Source data:

* Begin *

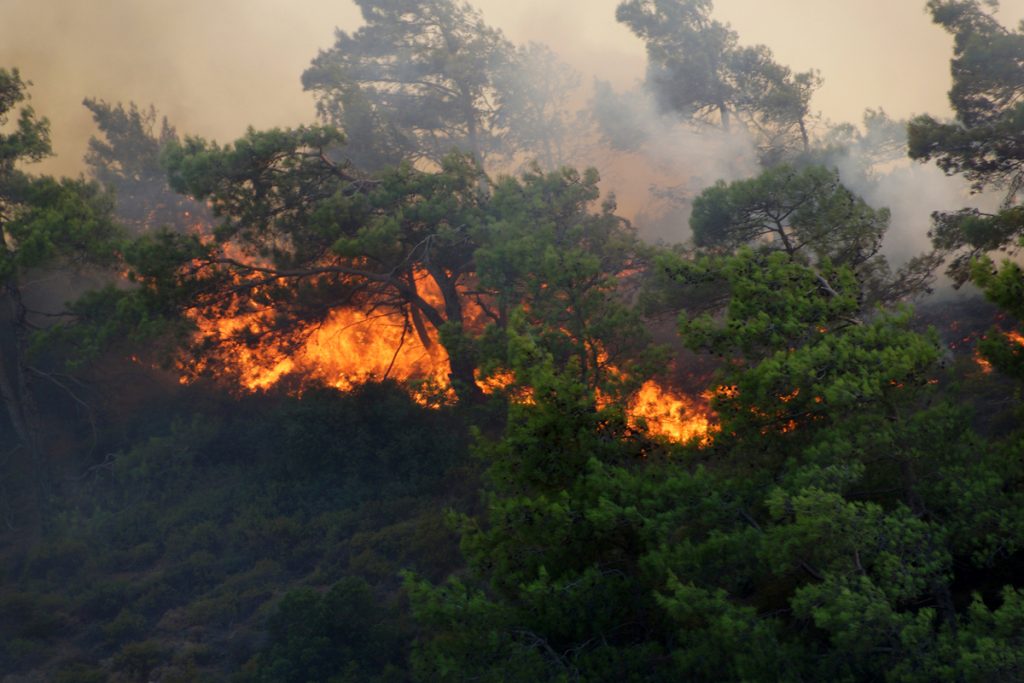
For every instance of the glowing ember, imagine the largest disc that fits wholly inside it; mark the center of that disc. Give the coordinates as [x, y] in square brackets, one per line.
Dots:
[669, 414]
[1014, 337]
[349, 348]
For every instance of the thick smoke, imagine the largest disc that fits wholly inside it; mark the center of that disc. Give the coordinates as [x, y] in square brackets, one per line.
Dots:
[216, 68]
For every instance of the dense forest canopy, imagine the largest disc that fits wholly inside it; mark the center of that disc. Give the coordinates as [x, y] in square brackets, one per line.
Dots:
[403, 394]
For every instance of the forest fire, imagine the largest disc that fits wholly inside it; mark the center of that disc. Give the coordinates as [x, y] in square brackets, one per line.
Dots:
[351, 347]
[671, 414]
[1014, 337]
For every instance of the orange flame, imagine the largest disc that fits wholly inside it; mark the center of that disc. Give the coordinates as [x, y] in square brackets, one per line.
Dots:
[670, 414]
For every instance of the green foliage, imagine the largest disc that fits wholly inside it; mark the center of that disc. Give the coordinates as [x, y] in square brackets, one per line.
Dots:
[416, 82]
[830, 530]
[697, 70]
[984, 143]
[811, 216]
[344, 635]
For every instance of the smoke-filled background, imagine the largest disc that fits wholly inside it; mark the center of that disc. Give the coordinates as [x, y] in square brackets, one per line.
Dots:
[215, 68]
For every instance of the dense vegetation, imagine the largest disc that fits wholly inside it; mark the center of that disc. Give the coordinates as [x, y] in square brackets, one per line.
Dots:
[856, 512]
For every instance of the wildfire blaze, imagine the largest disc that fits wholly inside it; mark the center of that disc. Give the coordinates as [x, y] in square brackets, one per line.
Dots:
[671, 414]
[351, 347]
[1014, 337]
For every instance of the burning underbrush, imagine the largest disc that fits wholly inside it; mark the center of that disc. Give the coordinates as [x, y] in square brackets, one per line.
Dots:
[351, 347]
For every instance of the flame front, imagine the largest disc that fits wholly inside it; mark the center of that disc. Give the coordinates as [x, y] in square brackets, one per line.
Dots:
[671, 414]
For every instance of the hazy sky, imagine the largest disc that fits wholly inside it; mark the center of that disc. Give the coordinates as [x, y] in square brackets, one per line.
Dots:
[215, 67]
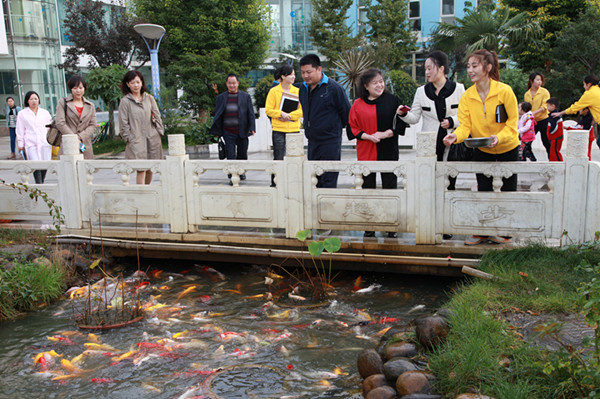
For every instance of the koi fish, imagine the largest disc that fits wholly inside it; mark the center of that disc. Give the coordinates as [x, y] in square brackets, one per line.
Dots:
[186, 291]
[58, 338]
[369, 289]
[99, 347]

* End *

Set problem:
Write out every item above word for word, leaving out the pictures.

Exercise answer:
For every instance of the glowing ember, imagine the largest disc that fits wholly inside it; mark the center of that disc. Give the coordinates as [x, y] in square brackets, one per line.
Dots:
[669, 414]
[1014, 337]
[349, 348]
For every instance of the thick smoke, imagine the largest disc that fits wholly inside it; mark the center of that disc. Give the coordinates as [x, y] in square brackets, one per line.
Dots:
[216, 68]
For every instance of the dense forest canopy, imagine the largest disc that fits wholly inside it; mark the center of that disc. Give the coordinates as [x, y] in square brackets, one per line.
Dots:
[403, 394]
For every instance of the forest fire, imagine the largest disc that fits wholly inside it; mark the center of that disc. Give the coordinates as [x, y] in square brackets, one per line.
Dots:
[351, 347]
[671, 414]
[1014, 337]
For every instance of the orange flame, imagine the largest disc that fits wholly inside it; mark the center of that disc. Give the coordinates as [x, y] in square brackets, one per line.
Dots:
[670, 414]
For every instance of the green foliage, imagine the largest disc that fits wholly inside it; mark the center of that disc. Give the coordinates as [x, y] in square brackets, one per line.
Dots:
[416, 82]
[830, 530]
[697, 70]
[984, 143]
[811, 216]
[344, 635]
For every instance of the smoke-filled background, imagine the largest disc that fits wholly inside it; mark the center of that disc. Give the coordinates as [x, y] in square brackets, one per line.
Dots:
[215, 68]
For every instance of the dense vegetation, imagine the largest disc that fits wholly inside it; mark the center of that disc. Give the coordinates as [x, y] in square brackets, one per line.
Dots:
[856, 512]
For every instance of the wildfire blaze, imagine the largest disc that fits wholly inside it; mark the center of that disc. Give the coordinates as [x, y] in square brackets, one per line.
Dots:
[671, 414]
[351, 347]
[1014, 337]
For every instance of the burning underbrush, imagine the largest disc that fits wholly inside it; mark the center of that disc. Give the coordinates as [x, y] in square brackets, one per line.
Dots:
[351, 347]
For every instance of the flame front, imagine the largest disc that fits wholly inside it; mark the center of that disc. Give the coordinates as [x, y] in square brackets, one per line.
Dots:
[671, 414]
For every instance of the hazy sky, imagine the largest disc that fits wholly inside it; mark the center of that disc. Give the coordinates as [x, y] in square brackets, one per line.
Dots:
[215, 67]
For every instance of the koi fish, imagine the largest disc that fits wholly inside it; mark the center of that disc. Give the coordinates as [x, y] in square brackets, one per line.
Dots:
[186, 291]
[58, 338]
[369, 289]
[99, 347]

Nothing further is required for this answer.